- _Set task_
Each entry below is to be written out exactly, and the pictures are to be left out.

- _Data for processing_
-.-.-
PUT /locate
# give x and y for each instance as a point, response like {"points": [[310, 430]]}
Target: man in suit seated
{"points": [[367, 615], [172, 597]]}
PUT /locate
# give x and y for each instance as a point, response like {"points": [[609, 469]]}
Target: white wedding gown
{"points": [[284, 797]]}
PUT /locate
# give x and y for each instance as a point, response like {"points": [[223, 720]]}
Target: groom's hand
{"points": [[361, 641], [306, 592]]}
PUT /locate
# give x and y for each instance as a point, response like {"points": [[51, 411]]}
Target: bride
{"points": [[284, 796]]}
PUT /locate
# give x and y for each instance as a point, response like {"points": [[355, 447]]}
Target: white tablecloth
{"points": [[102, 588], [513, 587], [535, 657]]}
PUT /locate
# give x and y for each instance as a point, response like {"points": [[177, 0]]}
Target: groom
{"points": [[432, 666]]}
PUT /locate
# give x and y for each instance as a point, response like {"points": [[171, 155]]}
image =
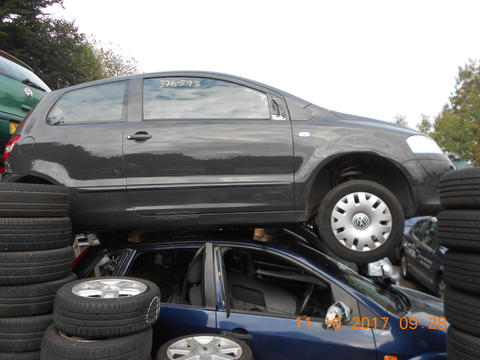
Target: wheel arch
{"points": [[361, 165]]}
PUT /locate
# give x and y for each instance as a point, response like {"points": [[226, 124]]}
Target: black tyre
{"points": [[32, 267], [106, 307], [58, 346], [404, 267], [459, 229], [360, 221], [462, 310], [460, 189], [34, 355], [33, 200], [212, 346], [462, 346], [26, 234], [32, 299], [462, 271], [23, 334]]}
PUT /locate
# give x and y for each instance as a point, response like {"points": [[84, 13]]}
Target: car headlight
{"points": [[421, 144]]}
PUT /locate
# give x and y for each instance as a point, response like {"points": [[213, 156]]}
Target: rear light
{"points": [[10, 145]]}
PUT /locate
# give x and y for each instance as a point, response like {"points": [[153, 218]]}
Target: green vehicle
{"points": [[20, 91]]}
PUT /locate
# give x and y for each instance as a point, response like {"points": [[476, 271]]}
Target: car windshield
{"points": [[18, 72], [384, 296]]}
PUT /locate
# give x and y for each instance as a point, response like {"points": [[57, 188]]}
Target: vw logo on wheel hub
{"points": [[361, 221]]}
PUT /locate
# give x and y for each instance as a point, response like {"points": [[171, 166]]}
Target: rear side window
{"points": [[94, 104], [201, 98]]}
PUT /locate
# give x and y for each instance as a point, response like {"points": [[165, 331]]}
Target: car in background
{"points": [[20, 91], [422, 256], [193, 149], [276, 296]]}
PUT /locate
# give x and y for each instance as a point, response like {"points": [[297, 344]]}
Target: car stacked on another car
{"points": [[276, 296], [20, 90], [197, 149]]}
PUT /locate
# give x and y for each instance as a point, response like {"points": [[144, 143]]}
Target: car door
{"points": [[204, 144], [274, 336], [80, 146], [177, 316]]}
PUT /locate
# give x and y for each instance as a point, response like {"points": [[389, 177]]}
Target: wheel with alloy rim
{"points": [[205, 347], [360, 221], [106, 307]]}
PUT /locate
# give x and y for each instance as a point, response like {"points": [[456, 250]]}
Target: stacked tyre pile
{"points": [[35, 261], [459, 230], [107, 318]]}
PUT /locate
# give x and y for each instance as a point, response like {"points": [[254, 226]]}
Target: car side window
{"points": [[94, 104], [262, 283], [177, 272], [201, 98]]}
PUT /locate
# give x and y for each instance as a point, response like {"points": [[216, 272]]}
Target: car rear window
{"points": [[19, 73], [94, 104], [201, 98]]}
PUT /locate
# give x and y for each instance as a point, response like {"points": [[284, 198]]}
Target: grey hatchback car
{"points": [[184, 149]]}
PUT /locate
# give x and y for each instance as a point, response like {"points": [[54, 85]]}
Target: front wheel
{"points": [[360, 221]]}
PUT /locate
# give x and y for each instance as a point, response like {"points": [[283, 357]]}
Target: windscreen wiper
{"points": [[32, 84]]}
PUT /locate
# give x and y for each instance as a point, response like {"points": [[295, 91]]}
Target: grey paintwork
{"points": [[199, 172]]}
-.-.-
- _Exercise response_
PUT /locate
# give x and y for each instance as a point, response like {"points": [[310, 430]]}
Target: man in suit seated
{"points": [[367, 615], [172, 597]]}
PUT /locate
# give x and y for each instance as a point, response like {"points": [[609, 469]]}
Target: white wedding gown
{"points": [[284, 797]]}
PUT /locate
# give x and y for each instance as a point, response like {"points": [[223, 720]]}
Target: groom's hand
{"points": [[361, 641], [306, 592]]}
PUT /locate
# give x and y for each instance as a point, response like {"points": [[51, 411]]}
Target: bride
{"points": [[284, 796]]}
PUT /locate
# give x and y for each instance as a point, response like {"points": [[355, 447]]}
Target: white tablecloth
{"points": [[102, 588], [513, 587], [535, 657]]}
PUT /locate
# give x and y for each instance as a point, response like {"points": [[177, 0]]}
Target: groom
{"points": [[432, 666]]}
PUT /locate
# give x and y for each instance as a point, response like {"points": [[171, 155]]}
image =
Target: wheel arch
{"points": [[361, 165]]}
PUT /locate
# give x and y for each instance as a point, response like {"points": [[226, 124]]}
Target: black tyre
{"points": [[32, 267], [106, 307], [58, 346], [404, 267], [459, 229], [360, 221], [462, 310], [460, 189], [34, 355], [33, 200], [212, 346], [462, 346], [26, 234], [32, 299], [462, 271], [23, 334]]}
PUT /locate
# give x and y for each instance as a point, response like {"points": [[84, 13]]}
Target: car headlight
{"points": [[421, 144]]}
PUT /locate
# give x and y for each instance as a point, response like {"points": [[213, 156]]}
Target: rear light
{"points": [[10, 145]]}
PUT /locate
# give x and y for each instance as a point, response like {"points": [[153, 218]]}
Target: green vehicle
{"points": [[20, 91]]}
PUT /locate
# give x and y for each instance as a point, response like {"points": [[476, 271]]}
Target: car windshield
{"points": [[18, 72], [384, 296]]}
PUT /locate
# give x and y for each instance as a point, response like {"points": [[57, 188]]}
Target: vw logo on wheel hub
{"points": [[361, 221]]}
PUT /locate
# give x and y for each instance as a point, response like {"points": [[171, 166]]}
Target: rear side window
{"points": [[94, 104], [201, 98]]}
PUT /locate
# give x and y for each instance as a point, response like {"points": [[165, 331]]}
Target: car in background
{"points": [[20, 91], [422, 256], [193, 149], [276, 296]]}
PUT /locate
# give x and y for each instance as a point, response like {"points": [[297, 344]]}
Target: car stacked on another car
{"points": [[276, 296], [20, 90], [197, 149]]}
PUT /locate
# give x and y for each instance as a point, response like {"points": [[144, 143]]}
Target: car door
{"points": [[204, 144], [274, 336], [80, 146], [177, 316]]}
PUT /locate
# give x and y for each instance as a point, response like {"points": [[389, 177]]}
Target: wheel with alloy rim
{"points": [[205, 347], [360, 221], [106, 307]]}
PUT /locate
# give x and y for each instance as a point, response like {"points": [[456, 250]]}
Target: stacked tyre pile
{"points": [[35, 261], [459, 230], [107, 318]]}
PUT /locate
# give x and y for each instance as a point, response like {"points": [[254, 226]]}
Target: car side window
{"points": [[94, 104], [262, 283], [177, 272], [201, 98]]}
PUT /locate
# give x and y for each instance as a point, response like {"points": [[216, 272]]}
Target: car rear window
{"points": [[19, 73], [94, 104], [201, 98]]}
PUT /locate
# give x and y for each instance as a point, response like {"points": [[284, 198]]}
Target: grey hatchback car
{"points": [[184, 149]]}
PUT /locate
# give x and y for each instance as a point, response like {"points": [[54, 85]]}
Target: front wheel
{"points": [[360, 221]]}
PUT /locate
# give x and y for each instance as a point, response like {"points": [[283, 357]]}
Target: windscreen wiper
{"points": [[32, 84]]}
PUT /locate
# give x and y for each instance as a point, response like {"points": [[295, 91]]}
Target: grey paintwork
{"points": [[199, 172]]}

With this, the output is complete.